-- start EXTRACT PROVIDED --

Understanding reading development in young children can be tricky for parents who are not educators. When assessing their children’s reading skills, parents do not want to over-worry and be bothersome to the teacher when everything is fine, yet parents also do not want to be too lax and wait for things to get better if that’s not the right thing. Oh what is a parent to do?

First, know that there are set pre- and early-reading skills that children should master as early as preschool and kindergarten that, on the surface, may not seem like they have to do with reading at all. One of these important skills is called phonological awareness, which refers to a child’s ability to hear and manipulate sounds in oral language. It includes such skills as rhyming, clapping out syllables in words, and identifying the initial sounds in words, such as the sound for “m” in “monkey.”  

Proficient oral language skills are also key for reading comprehension. That is, children should have developed the ability to talk on time, have a wide vocabulary from communicating with the people around them, and have a compendium of background knowledge from experiences to pull from when trying to understand a book they are reading or that is being read to them.

If these skills are in place, a typical reader should not have difficulty moving on to learning the names and sounds of letters, as well as early sight words, such as “a,” “the,” and “me.” However, if you see that these skills are not in place for your child in the middle of or by the end of kindergarten, early intervention is extremely important. 

Research shows that children who fall behind in early reading skills require intense intervention to catch up. In addition, the older a child is (including later elementary), the more intense and long-term the intervention needs to be due to the cumulative effect of the skills the child is missing. Studies have documented that a poor first-grade reader almost always continues as a poor reader without intensive intervention.

-- end EXTRACT PROVIDED --
-- start SUPPLIED ENTRIES --

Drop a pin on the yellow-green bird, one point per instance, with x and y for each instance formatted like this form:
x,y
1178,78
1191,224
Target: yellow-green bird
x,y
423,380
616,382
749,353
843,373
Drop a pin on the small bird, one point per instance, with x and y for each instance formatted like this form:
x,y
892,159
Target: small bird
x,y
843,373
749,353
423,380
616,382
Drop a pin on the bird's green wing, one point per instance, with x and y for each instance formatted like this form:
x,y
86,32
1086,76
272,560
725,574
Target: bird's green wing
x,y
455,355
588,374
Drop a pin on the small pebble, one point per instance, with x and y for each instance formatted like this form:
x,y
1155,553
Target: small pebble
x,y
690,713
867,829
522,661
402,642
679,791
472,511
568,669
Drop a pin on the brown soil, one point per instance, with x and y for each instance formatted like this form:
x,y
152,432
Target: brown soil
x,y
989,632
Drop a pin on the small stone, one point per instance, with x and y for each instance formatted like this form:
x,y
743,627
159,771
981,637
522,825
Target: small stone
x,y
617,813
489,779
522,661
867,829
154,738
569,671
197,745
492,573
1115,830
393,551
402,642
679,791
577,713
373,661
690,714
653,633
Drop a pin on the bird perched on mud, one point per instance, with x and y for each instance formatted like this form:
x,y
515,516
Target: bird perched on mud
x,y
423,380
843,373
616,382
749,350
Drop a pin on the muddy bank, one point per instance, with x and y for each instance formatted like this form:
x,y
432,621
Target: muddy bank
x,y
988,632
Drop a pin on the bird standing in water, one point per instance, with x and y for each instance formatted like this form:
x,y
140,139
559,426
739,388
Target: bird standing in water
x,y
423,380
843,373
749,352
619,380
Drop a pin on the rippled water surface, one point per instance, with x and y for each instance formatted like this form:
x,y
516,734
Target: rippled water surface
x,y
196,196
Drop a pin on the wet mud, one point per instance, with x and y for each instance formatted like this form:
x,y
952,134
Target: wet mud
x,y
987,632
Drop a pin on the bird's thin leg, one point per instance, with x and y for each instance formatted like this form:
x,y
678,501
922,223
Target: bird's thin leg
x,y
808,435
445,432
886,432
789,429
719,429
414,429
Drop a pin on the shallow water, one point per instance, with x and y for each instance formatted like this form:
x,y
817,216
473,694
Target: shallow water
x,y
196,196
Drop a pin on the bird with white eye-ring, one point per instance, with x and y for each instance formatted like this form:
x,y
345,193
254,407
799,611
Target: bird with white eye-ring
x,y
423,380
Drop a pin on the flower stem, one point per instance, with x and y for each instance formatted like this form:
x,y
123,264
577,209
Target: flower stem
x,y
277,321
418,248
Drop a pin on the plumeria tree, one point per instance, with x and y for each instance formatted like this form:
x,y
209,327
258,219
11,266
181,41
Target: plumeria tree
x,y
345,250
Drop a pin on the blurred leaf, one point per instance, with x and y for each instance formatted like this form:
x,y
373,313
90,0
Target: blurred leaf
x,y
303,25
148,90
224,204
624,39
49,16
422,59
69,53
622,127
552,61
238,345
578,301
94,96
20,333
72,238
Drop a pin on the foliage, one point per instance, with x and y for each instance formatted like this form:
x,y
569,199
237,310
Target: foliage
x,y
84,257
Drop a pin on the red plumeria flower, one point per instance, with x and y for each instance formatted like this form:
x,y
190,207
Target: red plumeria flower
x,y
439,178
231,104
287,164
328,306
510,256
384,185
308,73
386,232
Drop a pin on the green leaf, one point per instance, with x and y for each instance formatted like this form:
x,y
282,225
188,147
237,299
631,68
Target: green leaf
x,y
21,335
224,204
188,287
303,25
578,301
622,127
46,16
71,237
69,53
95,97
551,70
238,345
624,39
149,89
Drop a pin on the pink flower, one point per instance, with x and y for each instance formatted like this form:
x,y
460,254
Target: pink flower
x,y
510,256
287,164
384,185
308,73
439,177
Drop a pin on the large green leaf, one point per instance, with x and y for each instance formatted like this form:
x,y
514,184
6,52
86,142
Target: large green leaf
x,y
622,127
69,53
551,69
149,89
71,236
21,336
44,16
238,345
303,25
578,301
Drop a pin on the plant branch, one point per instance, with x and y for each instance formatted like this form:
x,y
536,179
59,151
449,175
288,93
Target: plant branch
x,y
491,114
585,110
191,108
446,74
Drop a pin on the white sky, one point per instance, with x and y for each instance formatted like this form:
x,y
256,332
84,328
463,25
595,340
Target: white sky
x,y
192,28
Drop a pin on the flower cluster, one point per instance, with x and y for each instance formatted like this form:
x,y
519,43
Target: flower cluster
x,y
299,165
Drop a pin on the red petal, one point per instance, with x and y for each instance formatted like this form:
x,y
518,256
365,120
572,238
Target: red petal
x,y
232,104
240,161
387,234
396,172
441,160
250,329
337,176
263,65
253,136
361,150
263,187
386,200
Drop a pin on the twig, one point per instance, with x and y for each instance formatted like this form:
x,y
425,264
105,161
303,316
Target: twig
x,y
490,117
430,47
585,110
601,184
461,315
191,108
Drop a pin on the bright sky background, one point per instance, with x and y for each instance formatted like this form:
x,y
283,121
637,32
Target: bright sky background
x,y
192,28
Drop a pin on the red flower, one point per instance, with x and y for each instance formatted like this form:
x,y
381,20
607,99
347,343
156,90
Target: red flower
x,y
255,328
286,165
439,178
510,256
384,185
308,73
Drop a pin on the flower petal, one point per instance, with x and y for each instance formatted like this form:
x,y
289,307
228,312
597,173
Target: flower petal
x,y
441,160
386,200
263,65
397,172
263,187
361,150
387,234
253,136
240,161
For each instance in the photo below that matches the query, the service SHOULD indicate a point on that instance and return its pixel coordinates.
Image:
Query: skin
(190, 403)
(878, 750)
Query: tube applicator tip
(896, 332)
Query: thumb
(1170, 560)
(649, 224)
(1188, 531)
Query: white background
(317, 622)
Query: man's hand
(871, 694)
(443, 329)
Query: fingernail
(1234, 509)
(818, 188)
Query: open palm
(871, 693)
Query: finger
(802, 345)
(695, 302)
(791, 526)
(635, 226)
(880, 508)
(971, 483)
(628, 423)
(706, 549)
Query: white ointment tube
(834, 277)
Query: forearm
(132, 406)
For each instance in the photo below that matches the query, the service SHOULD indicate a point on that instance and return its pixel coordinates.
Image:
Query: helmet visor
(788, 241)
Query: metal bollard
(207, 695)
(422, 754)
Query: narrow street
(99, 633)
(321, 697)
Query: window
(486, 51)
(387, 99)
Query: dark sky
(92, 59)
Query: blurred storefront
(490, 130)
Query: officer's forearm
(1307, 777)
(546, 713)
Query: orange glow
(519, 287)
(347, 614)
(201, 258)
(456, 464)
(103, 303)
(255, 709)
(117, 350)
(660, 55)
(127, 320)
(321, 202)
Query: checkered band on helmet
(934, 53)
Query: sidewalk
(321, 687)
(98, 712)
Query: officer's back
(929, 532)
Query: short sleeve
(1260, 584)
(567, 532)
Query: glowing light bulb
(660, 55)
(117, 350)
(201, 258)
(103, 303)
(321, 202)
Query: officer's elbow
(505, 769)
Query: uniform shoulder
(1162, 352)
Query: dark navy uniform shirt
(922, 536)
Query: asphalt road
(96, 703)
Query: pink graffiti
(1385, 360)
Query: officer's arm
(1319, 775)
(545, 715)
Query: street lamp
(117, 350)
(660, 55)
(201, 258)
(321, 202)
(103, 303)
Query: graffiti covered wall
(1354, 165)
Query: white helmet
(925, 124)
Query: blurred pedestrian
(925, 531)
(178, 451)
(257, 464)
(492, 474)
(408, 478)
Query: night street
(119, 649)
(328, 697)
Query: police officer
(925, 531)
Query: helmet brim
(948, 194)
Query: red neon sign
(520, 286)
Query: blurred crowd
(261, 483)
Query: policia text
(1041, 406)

-- end SUPPLIED ENTRIES --

__WORK TO COMPLETE__.
A: In the passage on early reading development, rewrite the part starting with "First, know that" and going on through "read to them.", renaming "phonological awareness" as "sound awareness".
B: State whether each statement agrees with the passage on early reading development, answering yes or no and quoting the deciding words: (i) Rhyming is one of the skills included in phonological awareness. (ii) Older children need less intense intervention than younger ones. (iii) The early sight words given include "a," "the," and "me."
The listing is not needed for the work that follows.

__RESPONSES BY TASK__.
A:
First, know that there are set pre- and early-reading skills that children should master as early as preschool and kindergarten that, on the surface, may not seem like they have to do with reading at all. One of these important skills is called sound awareness, which refers to a child’s ability to hear and manipulate sounds in oral language. It includes such skills as rhyming, clapping out syllables in words, and identifying the initial sounds in words, such as the sound for “m” in “monkey.”  

Proficient oral language skills are also key for reading comprehension. That is, children should have developed the ability to talk on time, have a wide vocabulary from communicating with the people around them, and have a compendium of background knowledge from experiences to pull from when trying to understand a book they are reading or that is being read to them.

B:
(i) Yes: "It includes such skills as rhyming"
(ii) No: "the older a child is (including later elementary), the more intense and long-term the intervention needs to be"
(iii) Yes: "early sight words, such as "a," "the," and "me.""